[Source data]
· · ·
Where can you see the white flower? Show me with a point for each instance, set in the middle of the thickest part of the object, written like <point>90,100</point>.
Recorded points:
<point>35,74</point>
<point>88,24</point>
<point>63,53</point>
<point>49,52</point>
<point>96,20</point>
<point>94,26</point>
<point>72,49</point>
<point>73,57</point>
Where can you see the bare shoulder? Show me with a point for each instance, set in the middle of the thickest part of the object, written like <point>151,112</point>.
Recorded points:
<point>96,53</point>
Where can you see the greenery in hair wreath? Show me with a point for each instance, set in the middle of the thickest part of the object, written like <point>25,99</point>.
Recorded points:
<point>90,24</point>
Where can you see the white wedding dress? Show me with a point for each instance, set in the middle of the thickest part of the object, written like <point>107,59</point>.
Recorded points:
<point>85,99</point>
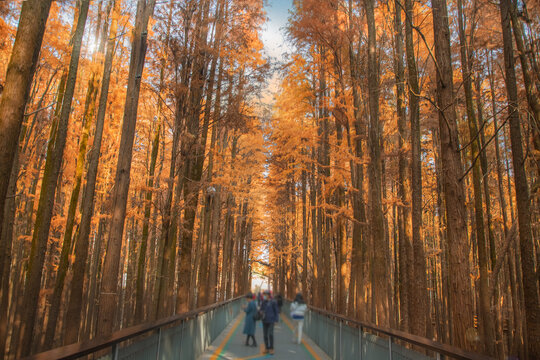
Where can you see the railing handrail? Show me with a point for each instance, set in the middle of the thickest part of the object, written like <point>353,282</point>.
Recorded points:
<point>443,349</point>
<point>76,350</point>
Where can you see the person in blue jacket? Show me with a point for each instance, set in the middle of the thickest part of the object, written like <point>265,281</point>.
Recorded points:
<point>270,317</point>
<point>249,325</point>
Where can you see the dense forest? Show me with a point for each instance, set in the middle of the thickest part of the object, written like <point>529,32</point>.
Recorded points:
<point>393,175</point>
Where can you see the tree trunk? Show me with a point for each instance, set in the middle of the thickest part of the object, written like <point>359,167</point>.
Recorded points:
<point>19,75</point>
<point>456,215</point>
<point>487,325</point>
<point>48,192</point>
<point>380,248</point>
<point>74,307</point>
<point>109,285</point>
<point>526,244</point>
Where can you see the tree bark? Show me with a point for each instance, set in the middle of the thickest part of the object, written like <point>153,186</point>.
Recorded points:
<point>526,244</point>
<point>456,215</point>
<point>48,192</point>
<point>109,285</point>
<point>380,248</point>
<point>19,75</point>
<point>74,307</point>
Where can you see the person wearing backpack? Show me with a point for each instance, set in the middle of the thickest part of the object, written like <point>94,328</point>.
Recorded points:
<point>249,324</point>
<point>298,311</point>
<point>270,317</point>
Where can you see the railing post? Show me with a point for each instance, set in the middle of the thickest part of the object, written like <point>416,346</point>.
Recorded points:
<point>390,347</point>
<point>360,336</point>
<point>159,344</point>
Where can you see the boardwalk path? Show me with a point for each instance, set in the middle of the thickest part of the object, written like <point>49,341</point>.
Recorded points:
<point>230,344</point>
· · ·
Action item —
Leave out the pictures, and give all the records again exactly.

Your solution —
Where can you see the white flower? Show me with a point for each instance, set in the middle of the thickest part of the object, written like <point>90,100</point>.
Recorded points:
<point>35,74</point>
<point>88,24</point>
<point>63,53</point>
<point>49,52</point>
<point>96,20</point>
<point>94,26</point>
<point>72,49</point>
<point>73,57</point>
Where can you see the bare shoulder? Show me with a point for each instance, set in the middle of the thickest part of the object, written like <point>151,112</point>.
Recorded points:
<point>96,53</point>
Where can you see the greenery in hair wreath? Show me with a point for each instance, set in the middle of the thickest part of the object, written like <point>25,99</point>.
Recorded points:
<point>90,24</point>
Where can you see the white wedding dress? Show me with a point for each instance, set in the middle of the thickest part of the object, written like <point>107,59</point>.
Recorded points:
<point>85,99</point>
Where can you see the railing handrail? Show me with a point for each instance, set in the middle of the thickest part of the object, written like <point>353,282</point>.
Recorded points:
<point>443,349</point>
<point>76,350</point>
Where can you see the person in blue jacket? Show me with a point for each instance, set in the middle of the thickest part of the object, written like <point>265,281</point>.
Recorded points:
<point>270,317</point>
<point>249,325</point>
Where can you see the dense forest? Show me with a point for each instance, set in the middle of the thickest part of the object, written like <point>529,32</point>.
Recorded points:
<point>393,175</point>
Where can you see the tree trunk? Show me with a point for each instance, set in the middle of the thickest part of the object, written like <point>359,167</point>.
Recorded points:
<point>19,75</point>
<point>456,215</point>
<point>487,325</point>
<point>48,192</point>
<point>380,248</point>
<point>74,307</point>
<point>109,285</point>
<point>526,244</point>
Where can you see the tree bark? Show me with a point for each instance, set in the middle of the thickest part of the object, written like <point>153,186</point>.
Recorded points:
<point>526,244</point>
<point>456,215</point>
<point>48,192</point>
<point>109,285</point>
<point>380,248</point>
<point>19,75</point>
<point>74,307</point>
Where can you see the person wearing backpack? Show me with a point for each instance, set in the middle of the thickest part of the object, written like <point>94,328</point>.
Recorded points:
<point>249,324</point>
<point>298,311</point>
<point>270,317</point>
Where can you see the railing post? Show me with a point for each instance, set in the middle of the thickest part of the object, written like <point>416,346</point>.
Recorded points:
<point>390,347</point>
<point>360,336</point>
<point>159,344</point>
Where can you see the boardwalk path? Show me with a point for each instance, set in the middle of the thickest part of the object, written like <point>49,341</point>.
Recorded points:
<point>230,344</point>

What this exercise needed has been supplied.